» TEXT PROVIDED:
——

SPEAKER_02Beautiful. Thank you. Yeah, and for a lot for everyone listening, I really encourage you to check out uh Mark's socials and his website, embodimentunlimited.com. We'll put a link in the show notes and and share it with our audience. I agree. I think a lot of mindfulness practitioners do struggle with say boundaries and knowing what healthy boundaries look like. There are 10 they tend to be a lot of introvert, people pleasing, you know, like maybe overly passive, I guess might be a good word. But and I think they're near enemy of acceptance, right? Passivity. Yeah, thank you for sharing that. Yeah. And and that's exactly what I was gonna say. That's funny. So I know for me, it took a while after the monastery to realize that boundaries are okay.
SPEAKER_01Once you've dissolved into the universe and be one with everything. Exactly.
SPEAKER_02Yeah.
SPEAKER_01It's that's that's another step, right?
SPEAKER_02Yeah. And it's not that the monastery explicitly taught me that boundaries are bad, but that's just kind of what I perceived, intuited somehow. And but yeah, like I was like one with everything. I was dissolving everything, I was accepting of everything. And you know, I kind of lost myself. And it took me years to realize what a healthy boundary looks like and how to how to navigate my own power and what agency looks like and what a healthy self looks like. And you know, a lot of that is in the body. So at embodimentunlimited.com, you have a a coaching program to be a certified embodiment coach for professionals. It does include trauma informed practices. Can you talk about who you help become embodiment coaches and how you help people integrate that into various professions?

——

» EXTRACTED DATA:
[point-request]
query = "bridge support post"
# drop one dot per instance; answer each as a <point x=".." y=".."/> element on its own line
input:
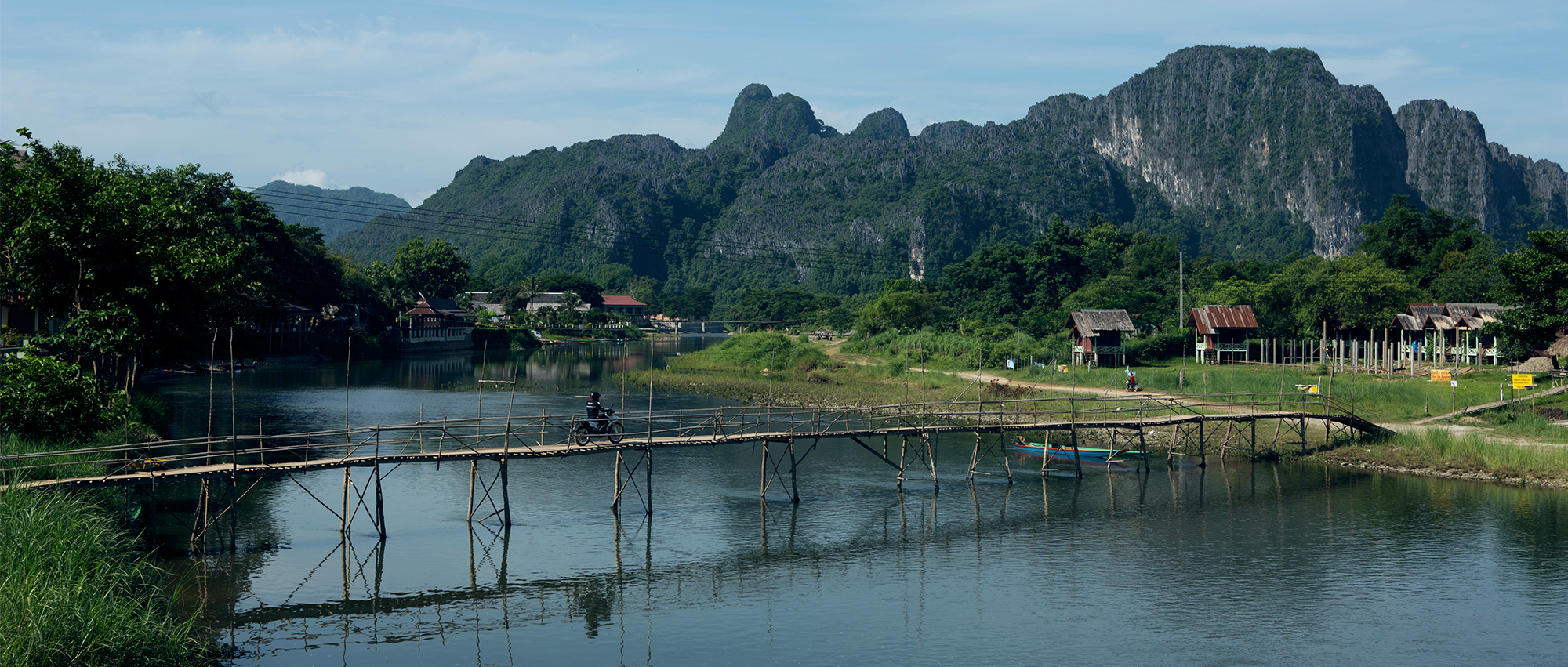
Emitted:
<point x="1144" y="447"/>
<point x="771" y="469"/>
<point x="344" y="519"/>
<point x="626" y="477"/>
<point x="382" y="516"/>
<point x="474" y="473"/>
<point x="506" y="497"/>
<point x="200" y="525"/>
<point x="1203" y="451"/>
<point x="931" y="459"/>
<point x="975" y="458"/>
<point x="794" y="489"/>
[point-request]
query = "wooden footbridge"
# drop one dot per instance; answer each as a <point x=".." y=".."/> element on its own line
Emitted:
<point x="1203" y="425"/>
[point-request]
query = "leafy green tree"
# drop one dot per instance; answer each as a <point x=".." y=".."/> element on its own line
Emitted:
<point x="1536" y="284"/>
<point x="561" y="281"/>
<point x="1348" y="293"/>
<point x="49" y="398"/>
<point x="899" y="310"/>
<point x="430" y="268"/>
<point x="780" y="306"/>
<point x="695" y="303"/>
<point x="1428" y="245"/>
<point x="142" y="262"/>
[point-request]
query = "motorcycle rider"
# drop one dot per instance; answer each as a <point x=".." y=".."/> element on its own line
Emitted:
<point x="598" y="414"/>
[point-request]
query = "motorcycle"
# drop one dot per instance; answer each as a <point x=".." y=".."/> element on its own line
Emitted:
<point x="584" y="428"/>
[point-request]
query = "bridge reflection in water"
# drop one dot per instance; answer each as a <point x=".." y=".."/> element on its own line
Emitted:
<point x="499" y="616"/>
<point x="482" y="614"/>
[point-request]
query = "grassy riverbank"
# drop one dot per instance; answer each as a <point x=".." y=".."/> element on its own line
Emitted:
<point x="777" y="370"/>
<point x="74" y="591"/>
<point x="1515" y="445"/>
<point x="1472" y="456"/>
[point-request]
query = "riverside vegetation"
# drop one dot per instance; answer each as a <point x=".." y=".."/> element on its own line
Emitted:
<point x="1514" y="447"/>
<point x="74" y="591"/>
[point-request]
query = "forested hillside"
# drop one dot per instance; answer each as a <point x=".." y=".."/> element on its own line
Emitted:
<point x="1229" y="152"/>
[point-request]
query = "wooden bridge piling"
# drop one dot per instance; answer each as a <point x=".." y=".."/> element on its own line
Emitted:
<point x="145" y="464"/>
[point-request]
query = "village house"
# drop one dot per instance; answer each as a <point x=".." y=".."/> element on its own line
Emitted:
<point x="1448" y="332"/>
<point x="1222" y="332"/>
<point x="1097" y="337"/>
<point x="435" y="324"/>
<point x="625" y="306"/>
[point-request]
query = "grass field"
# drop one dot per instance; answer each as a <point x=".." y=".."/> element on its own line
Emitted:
<point x="74" y="593"/>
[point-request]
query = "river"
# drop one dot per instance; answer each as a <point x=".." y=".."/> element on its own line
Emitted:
<point x="1232" y="564"/>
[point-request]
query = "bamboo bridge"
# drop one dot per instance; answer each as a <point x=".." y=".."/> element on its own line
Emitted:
<point x="1219" y="423"/>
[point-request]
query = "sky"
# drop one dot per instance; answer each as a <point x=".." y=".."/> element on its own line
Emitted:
<point x="397" y="96"/>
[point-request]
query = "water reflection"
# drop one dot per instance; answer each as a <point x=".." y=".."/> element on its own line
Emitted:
<point x="1177" y="566"/>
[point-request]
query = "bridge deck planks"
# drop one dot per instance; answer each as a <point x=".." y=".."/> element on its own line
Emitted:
<point x="633" y="442"/>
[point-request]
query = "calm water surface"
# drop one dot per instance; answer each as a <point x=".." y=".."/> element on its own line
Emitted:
<point x="1236" y="564"/>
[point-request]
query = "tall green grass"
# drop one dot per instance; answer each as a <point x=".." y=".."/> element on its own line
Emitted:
<point x="1443" y="451"/>
<point x="73" y="593"/>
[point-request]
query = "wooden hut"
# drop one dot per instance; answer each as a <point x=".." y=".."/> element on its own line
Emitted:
<point x="1222" y="332"/>
<point x="1097" y="337"/>
<point x="1448" y="332"/>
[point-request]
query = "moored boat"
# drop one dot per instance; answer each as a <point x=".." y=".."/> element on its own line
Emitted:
<point x="1065" y="453"/>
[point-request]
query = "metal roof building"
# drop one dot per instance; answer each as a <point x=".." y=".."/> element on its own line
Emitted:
<point x="1222" y="332"/>
<point x="1097" y="335"/>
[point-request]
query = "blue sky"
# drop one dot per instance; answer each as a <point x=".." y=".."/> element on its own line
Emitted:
<point x="397" y="96"/>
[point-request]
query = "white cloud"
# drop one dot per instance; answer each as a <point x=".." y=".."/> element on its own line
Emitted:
<point x="1373" y="67"/>
<point x="316" y="177"/>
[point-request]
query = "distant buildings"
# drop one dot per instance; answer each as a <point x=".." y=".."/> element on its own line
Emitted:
<point x="1097" y="337"/>
<point x="1222" y="332"/>
<point x="437" y="324"/>
<point x="1448" y="332"/>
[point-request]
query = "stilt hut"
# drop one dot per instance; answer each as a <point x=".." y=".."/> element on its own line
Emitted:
<point x="1222" y="332"/>
<point x="1448" y="332"/>
<point x="1097" y="337"/>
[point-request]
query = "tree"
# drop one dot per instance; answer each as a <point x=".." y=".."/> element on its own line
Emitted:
<point x="899" y="310"/>
<point x="137" y="260"/>
<point x="1426" y="245"/>
<point x="695" y="303"/>
<point x="1348" y="293"/>
<point x="1536" y="284"/>
<point x="48" y="398"/>
<point x="430" y="268"/>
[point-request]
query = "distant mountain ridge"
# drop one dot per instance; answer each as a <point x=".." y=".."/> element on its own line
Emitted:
<point x="336" y="212"/>
<point x="1240" y="152"/>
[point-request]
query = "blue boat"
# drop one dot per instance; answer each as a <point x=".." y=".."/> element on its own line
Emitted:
<point x="1064" y="453"/>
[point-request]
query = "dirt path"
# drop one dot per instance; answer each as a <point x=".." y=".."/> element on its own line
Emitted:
<point x="832" y="348"/>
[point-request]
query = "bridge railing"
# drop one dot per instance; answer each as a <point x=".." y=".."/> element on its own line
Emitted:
<point x="548" y="433"/>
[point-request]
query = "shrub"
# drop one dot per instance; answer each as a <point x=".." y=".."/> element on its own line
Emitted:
<point x="48" y="398"/>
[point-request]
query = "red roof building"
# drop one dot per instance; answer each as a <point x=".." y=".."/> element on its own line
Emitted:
<point x="623" y="304"/>
<point x="1222" y="331"/>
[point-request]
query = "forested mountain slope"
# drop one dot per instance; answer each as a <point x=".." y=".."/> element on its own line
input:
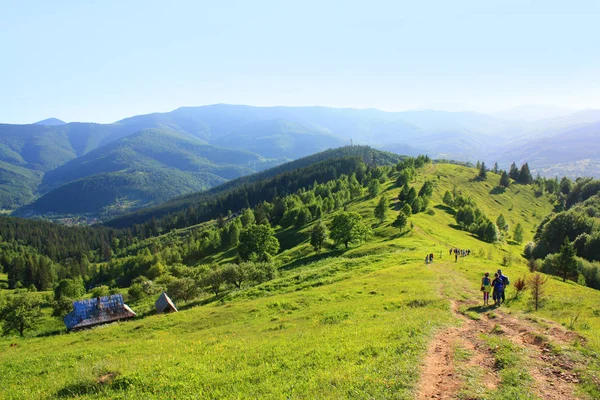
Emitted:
<point x="142" y="169"/>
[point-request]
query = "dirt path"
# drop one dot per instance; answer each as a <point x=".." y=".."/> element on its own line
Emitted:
<point x="553" y="376"/>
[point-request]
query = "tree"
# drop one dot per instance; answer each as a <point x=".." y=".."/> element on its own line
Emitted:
<point x="401" y="221"/>
<point x="513" y="172"/>
<point x="501" y="223"/>
<point x="565" y="186"/>
<point x="566" y="263"/>
<point x="482" y="171"/>
<point x="504" y="179"/>
<point x="21" y="313"/>
<point x="427" y="189"/>
<point x="448" y="200"/>
<point x="69" y="288"/>
<point x="382" y="209"/>
<point x="184" y="289"/>
<point x="237" y="274"/>
<point x="318" y="235"/>
<point x="258" y="243"/>
<point x="518" y="233"/>
<point x="247" y="217"/>
<point x="214" y="279"/>
<point x="491" y="234"/>
<point x="347" y="227"/>
<point x="374" y="188"/>
<point x="525" y="175"/>
<point x="403" y="195"/>
<point x="536" y="283"/>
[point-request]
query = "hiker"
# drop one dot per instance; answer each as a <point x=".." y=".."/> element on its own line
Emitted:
<point x="498" y="285"/>
<point x="486" y="288"/>
<point x="505" y="282"/>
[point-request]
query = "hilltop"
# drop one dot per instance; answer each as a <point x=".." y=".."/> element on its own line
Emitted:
<point x="359" y="322"/>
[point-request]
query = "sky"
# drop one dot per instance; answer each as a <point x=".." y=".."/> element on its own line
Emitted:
<point x="105" y="60"/>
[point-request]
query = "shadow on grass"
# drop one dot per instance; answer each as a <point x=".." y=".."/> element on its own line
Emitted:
<point x="205" y="301"/>
<point x="310" y="259"/>
<point x="443" y="207"/>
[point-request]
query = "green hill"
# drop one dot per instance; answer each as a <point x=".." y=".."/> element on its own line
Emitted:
<point x="146" y="168"/>
<point x="371" y="321"/>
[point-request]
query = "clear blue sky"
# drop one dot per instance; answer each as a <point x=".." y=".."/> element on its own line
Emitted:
<point x="105" y="60"/>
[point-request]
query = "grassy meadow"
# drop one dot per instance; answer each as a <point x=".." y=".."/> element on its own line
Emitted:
<point x="340" y="324"/>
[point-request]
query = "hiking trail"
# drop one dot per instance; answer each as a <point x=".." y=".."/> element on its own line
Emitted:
<point x="553" y="375"/>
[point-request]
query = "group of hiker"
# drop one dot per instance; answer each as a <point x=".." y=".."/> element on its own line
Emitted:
<point x="459" y="253"/>
<point x="496" y="286"/>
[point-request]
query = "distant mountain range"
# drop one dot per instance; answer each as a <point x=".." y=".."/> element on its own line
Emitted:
<point x="147" y="159"/>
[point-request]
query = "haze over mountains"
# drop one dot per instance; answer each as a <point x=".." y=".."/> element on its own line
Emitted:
<point x="147" y="159"/>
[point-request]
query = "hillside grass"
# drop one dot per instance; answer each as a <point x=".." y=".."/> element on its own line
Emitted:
<point x="340" y="324"/>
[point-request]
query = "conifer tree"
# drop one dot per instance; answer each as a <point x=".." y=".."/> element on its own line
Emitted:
<point x="382" y="209"/>
<point x="319" y="235"/>
<point x="482" y="171"/>
<point x="513" y="173"/>
<point x="504" y="179"/>
<point x="566" y="263"/>
<point x="518" y="234"/>
<point x="525" y="175"/>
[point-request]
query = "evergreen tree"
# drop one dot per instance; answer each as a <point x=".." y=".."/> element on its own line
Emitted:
<point x="513" y="173"/>
<point x="504" y="179"/>
<point x="347" y="227"/>
<point x="448" y="200"/>
<point x="374" y="188"/>
<point x="566" y="263"/>
<point x="319" y="235"/>
<point x="258" y="242"/>
<point x="401" y="221"/>
<point x="382" y="209"/>
<point x="501" y="223"/>
<point x="518" y="233"/>
<point x="525" y="175"/>
<point x="22" y="312"/>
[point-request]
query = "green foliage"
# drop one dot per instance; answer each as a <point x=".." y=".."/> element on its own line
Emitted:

——

» EXERCISE SET:
1. According to the podcast transcript, what things did the speaker need years to realize after the monastery? List each one.
2. Reproduce everything in the podcast transcript from "SPEAKER_02Beautiful. Thank you." down to "with everything. Exactly.".
Rely only on the text above, not on the listing.

» WRITTEN ANSWERS:
1.
- What a healthy boundary looks like
- How to navigate my own power
- What agency looks like
- What a healthy self looks like

2.
SPEAKER_02Beautiful. Thank you. Yeah, and for a lot for everyone listening, I really encourage you to check out uh Mark's socials and his website, embodimentunlimited.com. We'll put a link in the show notes and and share it with our audience. I agree. I think a lot of mindfulness practitioners do struggle with say boundaries and knowing what healthy boundaries look like. There are 10 they tend to be a lot of introvert, people pleasing, you know, like maybe overly passive, I guess might be a good word. But and I think they're near enemy of acceptance, right? Passivity. Yeah, thank you for sharing that. Yeah. And and that's exactly what I was gonna say. That's funny. So I know for me, it took a while after the monastery to realize that boundaries are okay.
SPEAKER_01Once you've dissolved into the universe and be one with everything. Exactly.